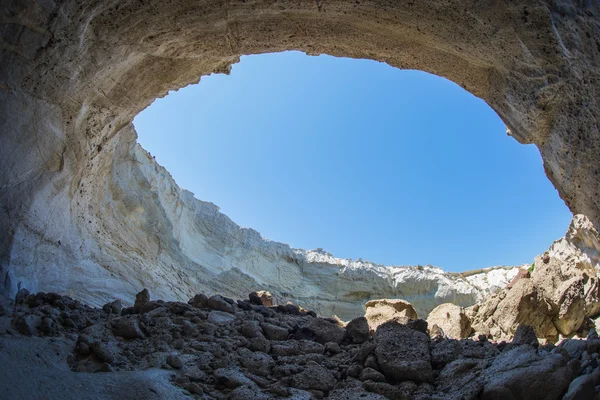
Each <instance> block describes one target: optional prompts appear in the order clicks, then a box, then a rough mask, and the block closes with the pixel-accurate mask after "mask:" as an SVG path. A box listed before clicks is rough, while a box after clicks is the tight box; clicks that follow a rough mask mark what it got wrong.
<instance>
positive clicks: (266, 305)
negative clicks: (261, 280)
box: [248, 290, 273, 307]
mask: <svg viewBox="0 0 600 400" xmlns="http://www.w3.org/2000/svg"><path fill="white" fill-rule="evenodd" d="M248 297H249V299H250V303H251V304H255V305H257V306H265V307H271V306H273V295H271V293H269V292H267V291H265V290H261V291H258V292H252V293H250V295H249V296H248Z"/></svg>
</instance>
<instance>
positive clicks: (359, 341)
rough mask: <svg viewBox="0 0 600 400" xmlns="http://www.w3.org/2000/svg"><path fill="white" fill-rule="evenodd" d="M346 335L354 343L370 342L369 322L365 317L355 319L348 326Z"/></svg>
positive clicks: (346, 329) (350, 321)
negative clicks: (351, 339)
mask: <svg viewBox="0 0 600 400" xmlns="http://www.w3.org/2000/svg"><path fill="white" fill-rule="evenodd" d="M346 334H347V335H348V337H349V338H350V339H352V342H353V343H357V344H360V343H364V342H366V341H367V340H369V336H370V334H369V322H368V321H367V319H366V318H365V317H358V318H354V319H353V320H352V321H350V322H348V325H346Z"/></svg>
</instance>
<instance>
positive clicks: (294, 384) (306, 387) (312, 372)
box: [291, 361, 336, 392]
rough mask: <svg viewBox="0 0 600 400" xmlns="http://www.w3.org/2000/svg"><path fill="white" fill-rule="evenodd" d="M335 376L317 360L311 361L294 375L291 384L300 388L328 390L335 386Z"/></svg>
mask: <svg viewBox="0 0 600 400" xmlns="http://www.w3.org/2000/svg"><path fill="white" fill-rule="evenodd" d="M335 383H336V380H335V377H334V376H333V374H332V373H331V372H330V371H329V370H328V369H327V368H324V367H322V366H321V365H319V364H317V363H316V362H313V361H309V362H308V363H307V364H306V368H304V370H303V371H302V372H301V373H299V374H296V375H293V376H292V379H291V386H292V387H295V388H298V389H315V390H322V391H324V392H328V391H330V390H332V389H333V388H334V387H335Z"/></svg>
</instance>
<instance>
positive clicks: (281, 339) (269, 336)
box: [260, 322, 290, 340]
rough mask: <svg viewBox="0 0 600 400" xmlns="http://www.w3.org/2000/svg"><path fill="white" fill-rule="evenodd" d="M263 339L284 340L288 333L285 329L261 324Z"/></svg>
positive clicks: (268, 323) (274, 325)
mask: <svg viewBox="0 0 600 400" xmlns="http://www.w3.org/2000/svg"><path fill="white" fill-rule="evenodd" d="M260 327H261V328H262V330H263V332H264V334H265V337H266V338H267V339H269V340H286V339H287V338H288V336H289V334H290V332H289V331H288V330H287V329H286V328H282V327H280V326H277V325H273V324H269V323H266V322H265V323H262V324H260Z"/></svg>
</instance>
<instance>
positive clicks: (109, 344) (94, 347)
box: [90, 341, 118, 364]
mask: <svg viewBox="0 0 600 400" xmlns="http://www.w3.org/2000/svg"><path fill="white" fill-rule="evenodd" d="M90 350H91V351H92V352H93V353H94V354H95V355H96V357H98V359H100V360H101V361H104V362H106V363H109V364H112V363H113V362H115V360H116V359H117V357H118V351H117V349H116V347H115V345H114V343H113V342H100V341H98V342H94V343H92V345H91V346H90Z"/></svg>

_ _ _

TO DO:
Rewrite the records above with every occurrence of "positive clicks" swapped for "foreground clicks", keeping everything else the same, and omit the pictures from your answer.

EXERCISE SOLUTION:
Each <instance> block describes one target: optional prompts appear in the order clicks, then a box, then a rough mask, and the block closes with the pixel-accurate mask after "mask:" as an SVG path. A box listed before clicks is rough, while a box after clicks is the tight box; clicks that follow a rough mask mark what it got wrong.
<instance>
foreground clicks: (266, 305)
negative clicks: (261, 280)
box: [248, 290, 273, 307]
mask: <svg viewBox="0 0 600 400" xmlns="http://www.w3.org/2000/svg"><path fill="white" fill-rule="evenodd" d="M248 297H249V299H250V303H251V304H255V305H257V306H265V307H271V306H273V295H271V293H269V292H267V291H265V290H261V291H258V292H252V293H250V295H249V296H248Z"/></svg>
</instance>
<instance>
foreground clicks: (359, 341)
rough mask: <svg viewBox="0 0 600 400" xmlns="http://www.w3.org/2000/svg"><path fill="white" fill-rule="evenodd" d="M346 335L354 343L370 342L369 322L365 317L355 319L348 326Z"/></svg>
foreground clicks: (346, 329) (350, 321)
negative clicks: (351, 339)
mask: <svg viewBox="0 0 600 400" xmlns="http://www.w3.org/2000/svg"><path fill="white" fill-rule="evenodd" d="M346 334H347V335H348V337H349V338H350V339H352V342H353V343H357V344H360V343H364V342H366V341H367V340H369V336H370V334H369V322H368V321H367V319H366V318H365V317H358V318H354V319H353V320H352V321H350V322H348V325H346Z"/></svg>
</instance>
<instance>
foreground clicks: (294, 384) (306, 387) (312, 372)
box: [291, 361, 336, 392]
rough mask: <svg viewBox="0 0 600 400" xmlns="http://www.w3.org/2000/svg"><path fill="white" fill-rule="evenodd" d="M335 376L317 360L311 361L294 375L291 384L300 388L328 390L335 386Z"/></svg>
mask: <svg viewBox="0 0 600 400" xmlns="http://www.w3.org/2000/svg"><path fill="white" fill-rule="evenodd" d="M335 383H336V380H335V377H334V376H333V374H332V373H331V372H330V371H329V370H328V369H327V368H324V367H322V366H321V365H319V364H317V363H316V362H313V361H309V362H308V363H307V364H306V368H304V370H303V371H302V372H301V373H299V374H296V375H293V376H292V379H291V386H292V387H295V388H298V389H315V390H322V391H324V392H328V391H330V390H332V389H333V388H334V387H335Z"/></svg>
</instance>
<instance>
foreground clicks: (281, 339) (269, 336)
box: [260, 322, 290, 340]
rough mask: <svg viewBox="0 0 600 400" xmlns="http://www.w3.org/2000/svg"><path fill="white" fill-rule="evenodd" d="M263 339L284 340L288 333L285 329L261 324Z"/></svg>
foreground clicks: (268, 323) (274, 325)
mask: <svg viewBox="0 0 600 400" xmlns="http://www.w3.org/2000/svg"><path fill="white" fill-rule="evenodd" d="M260 327H261V328H262V330H263V332H264V334H265V337H266V338H267V339H269V340H286V339H287V338H288V336H289V334H290V332H289V331H288V330H287V329H286V328H282V327H280V326H277V325H273V324H269V323H266V322H265V323H262V324H260Z"/></svg>
</instance>
<instance>
foreground clicks: (109, 344) (94, 347)
box: [90, 341, 118, 364]
mask: <svg viewBox="0 0 600 400" xmlns="http://www.w3.org/2000/svg"><path fill="white" fill-rule="evenodd" d="M90 350H91V351H92V352H93V353H94V354H95V355H96V357H98V359H100V360H101V361H104V362H106V363H109V364H112V363H113V362H115V360H116V359H117V357H118V351H117V349H116V347H115V345H114V343H113V342H100V341H98V342H94V343H92V345H91V346H90Z"/></svg>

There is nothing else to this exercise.